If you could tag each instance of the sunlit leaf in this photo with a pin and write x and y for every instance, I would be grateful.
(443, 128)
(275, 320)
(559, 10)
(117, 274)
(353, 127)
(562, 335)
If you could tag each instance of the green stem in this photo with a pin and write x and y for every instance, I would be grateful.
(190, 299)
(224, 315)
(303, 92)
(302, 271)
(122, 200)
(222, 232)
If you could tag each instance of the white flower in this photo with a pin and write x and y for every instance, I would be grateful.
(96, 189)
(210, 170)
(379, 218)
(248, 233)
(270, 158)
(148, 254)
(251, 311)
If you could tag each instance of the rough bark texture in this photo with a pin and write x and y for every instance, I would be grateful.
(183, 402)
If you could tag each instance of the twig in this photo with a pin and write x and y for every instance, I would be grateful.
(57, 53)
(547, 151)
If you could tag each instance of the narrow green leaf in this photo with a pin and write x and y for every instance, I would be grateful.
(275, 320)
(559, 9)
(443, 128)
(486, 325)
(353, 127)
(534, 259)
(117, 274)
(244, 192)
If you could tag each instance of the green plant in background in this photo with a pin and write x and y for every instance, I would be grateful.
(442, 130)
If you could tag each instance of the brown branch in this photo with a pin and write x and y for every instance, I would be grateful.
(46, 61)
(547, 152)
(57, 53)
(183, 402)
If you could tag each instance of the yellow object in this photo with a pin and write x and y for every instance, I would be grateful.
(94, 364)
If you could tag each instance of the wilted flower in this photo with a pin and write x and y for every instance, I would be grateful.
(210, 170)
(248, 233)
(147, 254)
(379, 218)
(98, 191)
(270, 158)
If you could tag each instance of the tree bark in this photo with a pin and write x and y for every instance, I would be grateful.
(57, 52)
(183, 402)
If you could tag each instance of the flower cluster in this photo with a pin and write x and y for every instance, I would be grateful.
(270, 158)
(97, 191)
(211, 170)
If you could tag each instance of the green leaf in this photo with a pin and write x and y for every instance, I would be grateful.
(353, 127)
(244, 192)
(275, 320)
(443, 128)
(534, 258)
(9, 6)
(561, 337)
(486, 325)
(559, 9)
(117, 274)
+===+
Work required
Repeat every entry exactly. Nothing may be dropped.

Answer space
If you could tag each instance of the sunlit leaf in this photo with a pin and write x and y for every instance, I would be grateful.
(443, 128)
(275, 320)
(559, 10)
(117, 274)
(353, 127)
(562, 335)
If you could tag each instance of the green stem in this photo with a pin and write x and y for every instance, I would be grateful.
(190, 299)
(224, 315)
(303, 92)
(302, 271)
(122, 200)
(222, 232)
If you could tag each instance of the white flower in this photo with a pin and write x and y for every instance, I would be grateful.
(96, 189)
(210, 170)
(379, 218)
(248, 233)
(270, 158)
(148, 254)
(251, 311)
If you could tag each instance of the rough bark texture in this photo with a pin and write x and y for every instance, I would be grateful.
(183, 402)
If you could tag each instance of the twig in this photo with a pin and write x and y for every instance, I would be grateful.
(57, 53)
(547, 151)
If you could tag each instance of the narrow green leaf in this photo with a pin and write x and y for every instance, I would be grateful.
(275, 320)
(559, 9)
(443, 128)
(486, 325)
(353, 127)
(534, 259)
(117, 274)
(244, 192)
If you could tag each instance of the green plant in background in this photo with a pin and write x and y for every instance, I would be grateful.
(442, 130)
If you could tag each instance of the brown branch in this photo with a pin and write x and y for every instance, I would be grateful.
(46, 61)
(547, 152)
(57, 53)
(183, 402)
If you could tag each instance of the yellow object in this photo with a pin and write x and y for every instance, I would be grateful.
(94, 364)
If you could tag each instance of the wilted flower in this photo with a pin and write x and y for every instance, I would be grateful.
(210, 170)
(248, 233)
(147, 254)
(379, 218)
(98, 191)
(270, 158)
If you could tag each instance of the tree bark in this photo with a pin and write x and y for every instance, I would be grateful.
(57, 52)
(183, 402)
If you could tag each instance of the flower cluster in this photo with a pin and write x and y for every instance, I would be grateful.
(270, 158)
(97, 191)
(211, 170)
If you could tag each instance of the green leaf in this photo with a pin and write x and y for every instance, I would be grateful.
(353, 127)
(244, 192)
(275, 320)
(443, 128)
(534, 258)
(9, 6)
(561, 337)
(486, 325)
(559, 9)
(117, 274)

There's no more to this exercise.